WHAT THE TASK REQUIRES —
Print the data that follows exactly as it stands, from its first line through the line containing "Q: Tag each instance of the background", and stop there.

DATA SUPPLIED —
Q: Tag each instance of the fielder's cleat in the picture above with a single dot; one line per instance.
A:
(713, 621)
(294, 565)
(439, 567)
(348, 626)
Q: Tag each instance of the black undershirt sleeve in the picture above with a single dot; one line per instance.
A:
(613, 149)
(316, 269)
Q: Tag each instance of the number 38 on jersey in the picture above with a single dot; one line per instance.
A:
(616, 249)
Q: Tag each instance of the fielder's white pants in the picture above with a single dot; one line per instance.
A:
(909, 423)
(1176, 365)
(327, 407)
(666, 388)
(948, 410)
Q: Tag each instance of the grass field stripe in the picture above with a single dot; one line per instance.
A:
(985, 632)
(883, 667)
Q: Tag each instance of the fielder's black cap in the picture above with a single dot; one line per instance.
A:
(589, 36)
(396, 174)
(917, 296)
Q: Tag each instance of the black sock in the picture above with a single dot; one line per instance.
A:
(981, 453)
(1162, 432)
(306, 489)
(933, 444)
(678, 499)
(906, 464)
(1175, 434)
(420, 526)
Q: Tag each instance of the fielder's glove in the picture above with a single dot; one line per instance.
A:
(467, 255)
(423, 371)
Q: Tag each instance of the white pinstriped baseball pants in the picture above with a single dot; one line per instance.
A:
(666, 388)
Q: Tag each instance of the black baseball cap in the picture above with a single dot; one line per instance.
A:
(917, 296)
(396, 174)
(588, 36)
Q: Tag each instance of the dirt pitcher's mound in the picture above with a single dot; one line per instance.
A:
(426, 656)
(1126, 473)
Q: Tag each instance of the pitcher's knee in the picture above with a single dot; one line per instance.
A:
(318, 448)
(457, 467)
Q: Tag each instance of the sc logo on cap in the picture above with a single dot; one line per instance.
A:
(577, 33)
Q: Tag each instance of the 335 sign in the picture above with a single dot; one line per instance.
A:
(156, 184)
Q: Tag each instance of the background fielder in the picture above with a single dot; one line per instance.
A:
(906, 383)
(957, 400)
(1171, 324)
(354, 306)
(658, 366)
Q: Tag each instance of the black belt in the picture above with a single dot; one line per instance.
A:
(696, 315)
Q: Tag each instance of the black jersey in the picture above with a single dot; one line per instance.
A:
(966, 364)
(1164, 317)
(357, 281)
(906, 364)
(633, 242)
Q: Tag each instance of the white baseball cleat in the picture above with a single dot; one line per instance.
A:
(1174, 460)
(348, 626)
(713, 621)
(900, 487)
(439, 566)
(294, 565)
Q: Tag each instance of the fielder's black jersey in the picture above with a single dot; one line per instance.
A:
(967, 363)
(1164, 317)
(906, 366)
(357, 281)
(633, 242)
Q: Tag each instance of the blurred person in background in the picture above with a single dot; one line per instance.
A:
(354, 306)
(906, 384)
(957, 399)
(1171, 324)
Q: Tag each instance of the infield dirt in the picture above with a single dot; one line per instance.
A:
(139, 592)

SOLUTION —
Q: Tag each instance of the fielder's cleat in the picture above with a single dot; one line per instance.
A:
(713, 621)
(294, 565)
(439, 567)
(348, 626)
Q: Tag each instance of the black undershirt sleeve in the picture above with a single dot; one line per instance.
A:
(613, 149)
(316, 269)
Q: Tag each instance of the number 38 on jersey in the picture above with a single dot; one line per instance.
A:
(616, 249)
Q: Tag each instance of the fielder's white pants in the picture above with a single dot; one line per instance.
A:
(909, 423)
(1176, 365)
(327, 407)
(666, 388)
(948, 410)
Q: Tag each instance of the grass field stripe in the picture above with a single dot; one line per instance.
A:
(985, 632)
(883, 667)
Q: Tag each instance of the fielder's black cap in the picture above with a single dot; one line per instance.
A:
(589, 36)
(396, 174)
(917, 296)
Q: Tag each instance of the black sock in the picture above with a single dot; one line per instance.
A:
(981, 453)
(1162, 432)
(306, 489)
(933, 444)
(678, 499)
(906, 464)
(1175, 434)
(420, 526)
Q: Tag each instance of the fielder's glove in the picture above with a single dot; one line per instance.
A:
(467, 255)
(423, 371)
Q: Tag each instance of the white pinstriped baseball pants in the picture above with a single dot; one line per instance.
A:
(666, 388)
Q: Tag each instance of the black baseball cap in the picture above with a single dot; one line per instance.
A:
(917, 296)
(396, 174)
(588, 36)
Q: Tag each instance of the dirt pitcher's mound in the picture above with a single dot; one line per instance.
A:
(426, 656)
(1126, 473)
Q: Tag each instance of the pitcher's knee in the picture above with a single dot; one line per instance.
A:
(318, 448)
(457, 467)
Q: Tag each instance of the sc logo on cap in the picture above with a single dot; one line per instance.
A:
(577, 33)
Q: Tag each instance of the 335 sign in the picture above with a single dot; one line per instance.
A:
(156, 184)
Q: Tag each instance of the background fielder in the picture above with a single dot; one line per instance.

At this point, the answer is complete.